▶ [PROBLEM REQUIREMENTS]: Set down the material below in full, matching it exactly.
─── DATA EXCERPTS
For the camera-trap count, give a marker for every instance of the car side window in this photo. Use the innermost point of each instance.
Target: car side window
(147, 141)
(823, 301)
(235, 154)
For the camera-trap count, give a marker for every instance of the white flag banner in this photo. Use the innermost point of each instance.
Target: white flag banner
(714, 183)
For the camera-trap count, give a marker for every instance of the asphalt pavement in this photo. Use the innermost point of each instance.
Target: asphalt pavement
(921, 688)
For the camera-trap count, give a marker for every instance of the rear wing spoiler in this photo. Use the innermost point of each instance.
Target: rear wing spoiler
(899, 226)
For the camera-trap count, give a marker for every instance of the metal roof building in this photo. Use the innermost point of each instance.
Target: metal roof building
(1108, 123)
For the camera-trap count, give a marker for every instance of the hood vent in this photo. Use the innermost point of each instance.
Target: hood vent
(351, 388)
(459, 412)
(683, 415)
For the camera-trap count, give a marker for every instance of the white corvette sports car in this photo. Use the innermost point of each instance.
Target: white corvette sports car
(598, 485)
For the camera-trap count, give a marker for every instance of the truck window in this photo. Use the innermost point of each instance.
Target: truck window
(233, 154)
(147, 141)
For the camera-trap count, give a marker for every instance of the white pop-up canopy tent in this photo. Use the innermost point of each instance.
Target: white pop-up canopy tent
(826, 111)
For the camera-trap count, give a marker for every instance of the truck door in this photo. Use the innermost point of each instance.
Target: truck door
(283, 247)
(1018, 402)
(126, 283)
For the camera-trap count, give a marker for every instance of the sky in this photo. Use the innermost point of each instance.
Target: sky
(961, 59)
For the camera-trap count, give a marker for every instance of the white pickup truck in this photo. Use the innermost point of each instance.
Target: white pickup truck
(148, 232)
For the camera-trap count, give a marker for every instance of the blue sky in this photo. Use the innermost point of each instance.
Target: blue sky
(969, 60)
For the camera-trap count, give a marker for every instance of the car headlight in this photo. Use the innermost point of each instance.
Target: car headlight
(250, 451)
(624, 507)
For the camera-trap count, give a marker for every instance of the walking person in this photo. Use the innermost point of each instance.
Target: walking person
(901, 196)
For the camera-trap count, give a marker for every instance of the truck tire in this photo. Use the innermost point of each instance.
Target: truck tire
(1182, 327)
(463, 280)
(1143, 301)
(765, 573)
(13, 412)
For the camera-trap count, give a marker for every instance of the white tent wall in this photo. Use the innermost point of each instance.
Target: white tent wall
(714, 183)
──────
▶ [ANSWER TO THE EXERCISE]:
For the camera-trap count, give a marker for every instance of the car side window in this photo. Use the innermost point of each instance.
Target: car side window
(147, 141)
(823, 301)
(235, 154)
For the camera-trap count, give a marker for every instance of the white flag banner in this photo. Use the innermost point of each instance.
Target: white flag banner
(714, 183)
For the camera-trap count, give a marker for every instance of the asphalt pavement in this photo. Use the innermost point of each instance.
Target: asphalt pavement
(921, 688)
For the camera-trap count, give a marker for every instance of the rear wing spoiler in this photo. Use the innermost point of each instance.
Target: rear wing spoiler
(899, 226)
For the camera-trap count, give a marker for every instance of the metal roof building in this photo. Use the innermost point of each instance.
Target: metal roof building
(1108, 123)
For the camera-trap count, give a marker for every instance of the hood vent in this photo. Use the innermost point of each instance.
Target: hood vent
(351, 388)
(459, 412)
(683, 415)
For the camera-trap count, give a marker for every instance of the white corvette sports car in this photo. Use the innermost point of each instance.
Target: white corvette sports car
(598, 485)
For the camera-trap count, give a marker for every instance of the truck window in this photo. Use the innermost point of each instance.
Target: truck window
(233, 154)
(147, 141)
For the camera-trap count, give a marker for every instance of the white pop-up canopy tent in this photo. Use the innermost point of each instance.
Target: white pop-up canopy tent
(826, 111)
For the camera-trap count, give a marker for every instance of the truck door in this photo. Use the innermost point of each instance.
Target: truck door
(283, 247)
(1018, 402)
(126, 283)
For the camera-trap count, give a marker for every instance of the sky in this photo. Use the innermost point of each instance.
Target: sky
(961, 59)
For the camera-trap count, give a marker for every instance of the white pickup truck in this photo. Use the innermost point of each instance.
Target: white pickup truck
(148, 232)
For the camera-trap count, give a marker for every instance of the blue sky in this photo. Use the innermost point of each instance.
Target: blue sky
(969, 60)
For the camera-trap count, give a marker for every instance of the car headlight in this photo. Use the innermost point of each instance.
Target: car headlight
(250, 451)
(624, 507)
For the camera-trap count, give a marker for every instance of the walking person in this photo. Use the innermost point of each instance.
Target: walking person
(901, 196)
For the camera-trap count, give a marker for every instance of the truck tire in this photo. Use the innermost point of each instance.
Target: truck tire
(1182, 327)
(463, 280)
(1143, 301)
(765, 573)
(13, 412)
For the camera-trap count, give a marker for every instance of the white tent wall in this photo. Use the innermost point of each instance.
Target: white tent wall
(714, 183)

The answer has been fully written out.